#### Excerpted text
============================================================
More efficient python script

- Fixed pipelining
- Cleaning everything up
- Don't re-download saved characters
- Add the media to .gitignore

About pipelining:

According to python:
1) you send a request
2) you MUST get response headers for (1) (THIS IS MANDATORY)
3) you send another request
4) you get response body for (2)
5) response headers for (3)
6) response body for (5)

Only two requests can be pipelined. Surely this is an unavoidable, wait no it's just written into the code to error out if you don't do it that way.

according to reality:
1) you send a request
2) you do not get response headers for (1)
3) you repeat steps 1-2 until enough responses are queued
4) you receive those responses as header,body,header,body...

they even name it with a __ so to make it hard to override, but the state can safely go to Idle after a request has sent, whether or not response headers have come in. Sure the connection might close, but then you adjust to not pipeline, and re-send the rest of your requests over a new connection.
This commit is contained in:
user 2015-09-21 19:11:25 +00:00 committed by SmallJoker
parent e762283dec
commit f389e6bd13
2 changed files with 168 additions and 47 deletions

2
.gitignore vendored Normal file
View File

@ -0,0 +1,2 @@
character_*.png
character_*.txt

View File

@ -1,61 +1,180 @@
#!/usr/bin/python3 #!/usr/bin/python3
from http.client import HTTPConnection from http.client import HTTPConnection,HTTPException,BadStatusLine,_CS_IDLE
import json import json
import base64 import base64
from contextlib import closing
import sys,os,shutil,time
def die(message,code=23):
print(message,file=sys.stderr)
raise SystemExit(code)
server = "minetest.fensta.bplaced.net" server = "minetest.fensta.bplaced.net"
============================================================
#### Brief A
From the records below, return every line that contains the string "rocky".

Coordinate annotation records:
============================================================
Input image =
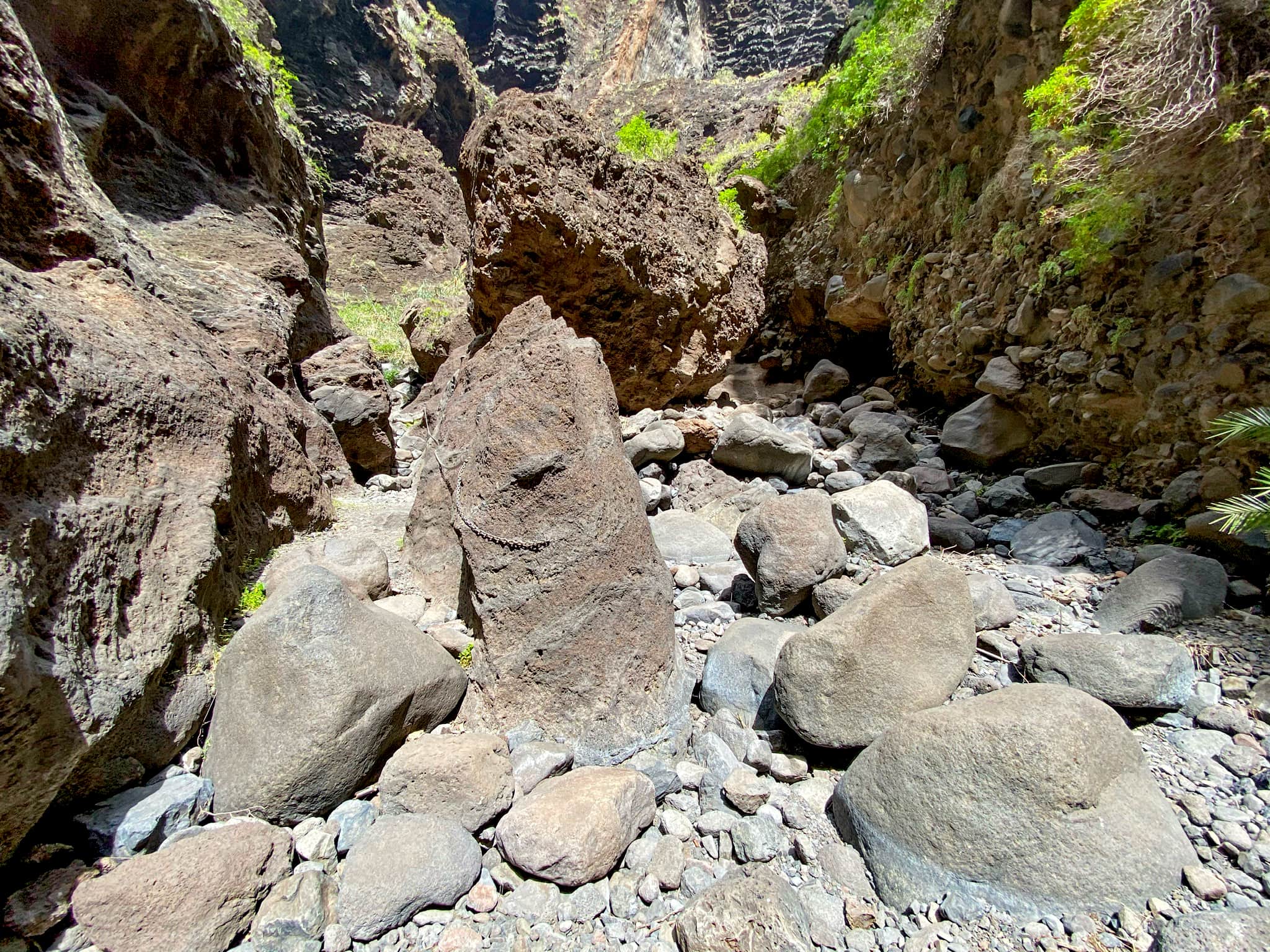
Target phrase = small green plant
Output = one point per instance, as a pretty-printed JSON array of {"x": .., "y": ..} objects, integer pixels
[
  {"x": 252, "y": 597},
  {"x": 1170, "y": 534},
  {"x": 1049, "y": 273},
  {"x": 730, "y": 205},
  {"x": 1123, "y": 325},
  {"x": 646, "y": 143},
  {"x": 267, "y": 63},
  {"x": 1253, "y": 509}
]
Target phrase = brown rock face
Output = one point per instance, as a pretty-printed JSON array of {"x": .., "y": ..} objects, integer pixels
[
  {"x": 162, "y": 270},
  {"x": 628, "y": 253},
  {"x": 197, "y": 895},
  {"x": 562, "y": 583},
  {"x": 349, "y": 390}
]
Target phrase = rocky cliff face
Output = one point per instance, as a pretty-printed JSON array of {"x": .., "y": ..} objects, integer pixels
[
  {"x": 162, "y": 273},
  {"x": 938, "y": 243}
]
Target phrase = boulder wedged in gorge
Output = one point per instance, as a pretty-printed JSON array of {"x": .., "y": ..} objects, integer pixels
[
  {"x": 902, "y": 644},
  {"x": 564, "y": 589},
  {"x": 1034, "y": 799},
  {"x": 313, "y": 692},
  {"x": 162, "y": 275},
  {"x": 198, "y": 895},
  {"x": 638, "y": 255}
]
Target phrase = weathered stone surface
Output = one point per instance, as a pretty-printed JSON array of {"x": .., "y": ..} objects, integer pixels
[
  {"x": 658, "y": 442},
  {"x": 1032, "y": 799},
  {"x": 883, "y": 521},
  {"x": 573, "y": 829},
  {"x": 1055, "y": 539},
  {"x": 826, "y": 381},
  {"x": 904, "y": 644},
  {"x": 985, "y": 433},
  {"x": 831, "y": 594},
  {"x": 313, "y": 692},
  {"x": 758, "y": 913},
  {"x": 1126, "y": 671},
  {"x": 572, "y": 620},
  {"x": 752, "y": 444},
  {"x": 739, "y": 669},
  {"x": 626, "y": 252},
  {"x": 358, "y": 562},
  {"x": 197, "y": 895},
  {"x": 685, "y": 539},
  {"x": 1227, "y": 930},
  {"x": 993, "y": 604},
  {"x": 139, "y": 819},
  {"x": 404, "y": 863},
  {"x": 296, "y": 912},
  {"x": 350, "y": 391},
  {"x": 154, "y": 436},
  {"x": 789, "y": 545},
  {"x": 465, "y": 777},
  {"x": 1163, "y": 593}
]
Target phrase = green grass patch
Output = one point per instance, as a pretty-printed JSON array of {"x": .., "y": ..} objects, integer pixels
[
  {"x": 728, "y": 200},
  {"x": 646, "y": 143},
  {"x": 881, "y": 73}
]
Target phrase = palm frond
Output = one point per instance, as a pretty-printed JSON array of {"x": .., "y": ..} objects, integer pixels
[
  {"x": 1242, "y": 425},
  {"x": 1245, "y": 513}
]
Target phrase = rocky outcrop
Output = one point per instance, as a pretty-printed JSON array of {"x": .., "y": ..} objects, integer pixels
[
  {"x": 564, "y": 589},
  {"x": 162, "y": 273},
  {"x": 313, "y": 692},
  {"x": 626, "y": 252},
  {"x": 1078, "y": 824}
]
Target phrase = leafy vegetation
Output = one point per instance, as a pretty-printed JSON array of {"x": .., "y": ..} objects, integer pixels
[
  {"x": 646, "y": 143},
  {"x": 1253, "y": 509},
  {"x": 888, "y": 56},
  {"x": 267, "y": 63},
  {"x": 728, "y": 200}
]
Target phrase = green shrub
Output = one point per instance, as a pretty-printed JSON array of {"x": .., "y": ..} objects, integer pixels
[
  {"x": 644, "y": 143},
  {"x": 1253, "y": 509},
  {"x": 728, "y": 200},
  {"x": 886, "y": 63}
]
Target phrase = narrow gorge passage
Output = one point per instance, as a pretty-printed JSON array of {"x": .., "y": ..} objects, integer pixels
[{"x": 546, "y": 477}]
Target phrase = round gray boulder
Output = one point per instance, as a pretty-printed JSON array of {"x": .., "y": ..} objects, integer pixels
[
  {"x": 404, "y": 863},
  {"x": 904, "y": 644},
  {"x": 1034, "y": 799},
  {"x": 1126, "y": 671}
]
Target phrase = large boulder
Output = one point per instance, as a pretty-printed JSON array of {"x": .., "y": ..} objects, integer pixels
[
  {"x": 1226, "y": 930},
  {"x": 574, "y": 828},
  {"x": 985, "y": 433},
  {"x": 904, "y": 644},
  {"x": 628, "y": 252},
  {"x": 350, "y": 391},
  {"x": 756, "y": 913},
  {"x": 1163, "y": 593},
  {"x": 752, "y": 444},
  {"x": 466, "y": 777},
  {"x": 789, "y": 545},
  {"x": 564, "y": 589},
  {"x": 197, "y": 895},
  {"x": 1055, "y": 540},
  {"x": 151, "y": 430},
  {"x": 739, "y": 669},
  {"x": 402, "y": 865},
  {"x": 313, "y": 692},
  {"x": 1034, "y": 799},
  {"x": 883, "y": 521},
  {"x": 685, "y": 539},
  {"x": 1126, "y": 671}
]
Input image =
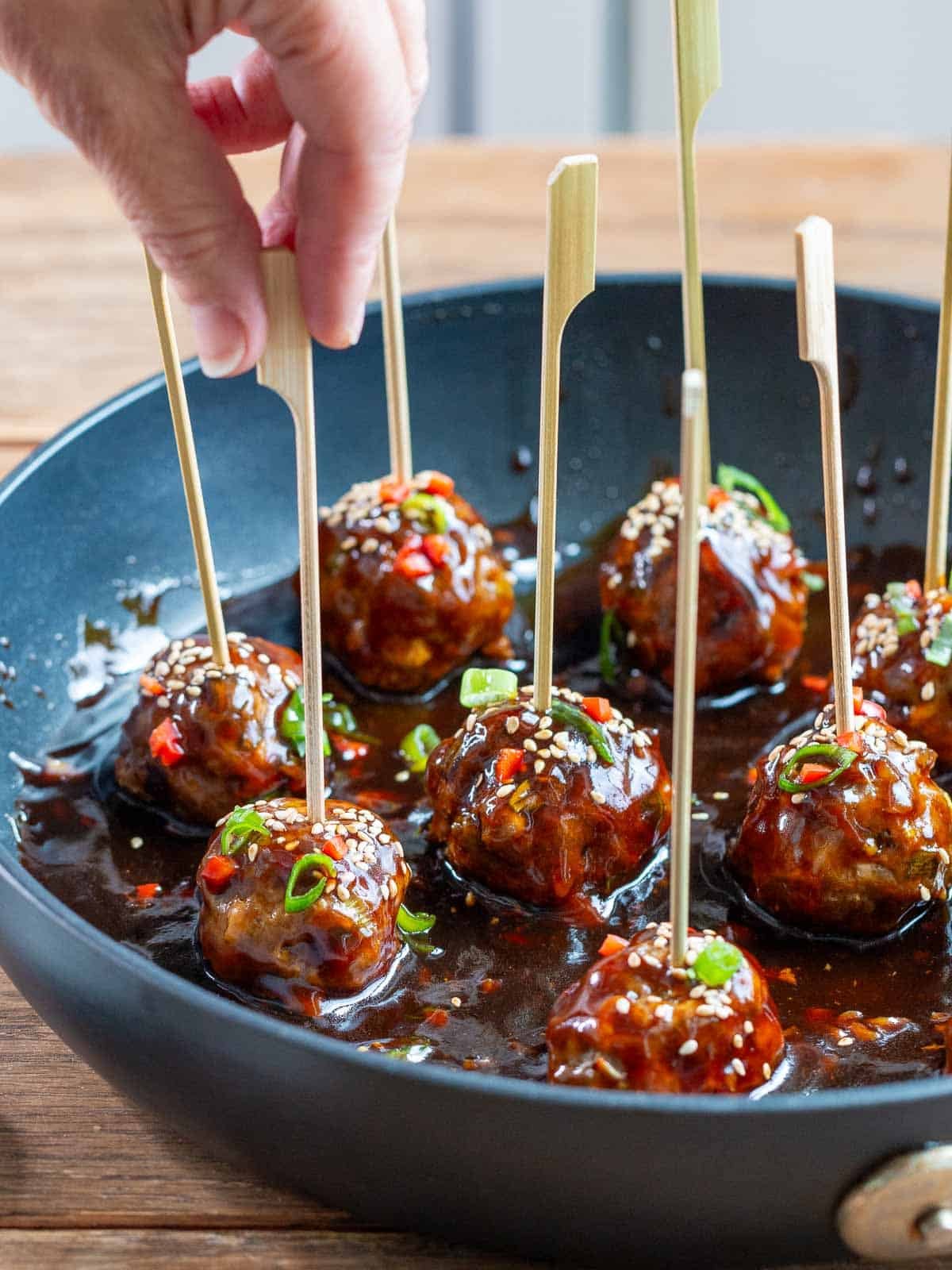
============================================================
#### Brief B
Echo the part of the commit notes above starting with "6) response body" and going on through "not get response headers for (1)".

#### Exercise output A
Target phrase = rocky cliff face
Target phrase = rocky outcrop

#### Exercise output B
6) response body for (5)

Only two requests can be pipelined. Surely this is an unavoidable, wait no it's just written into the code to error out if you don't do it that way.

according to reality:
1) you send a request
2) you do not get response headers for (1)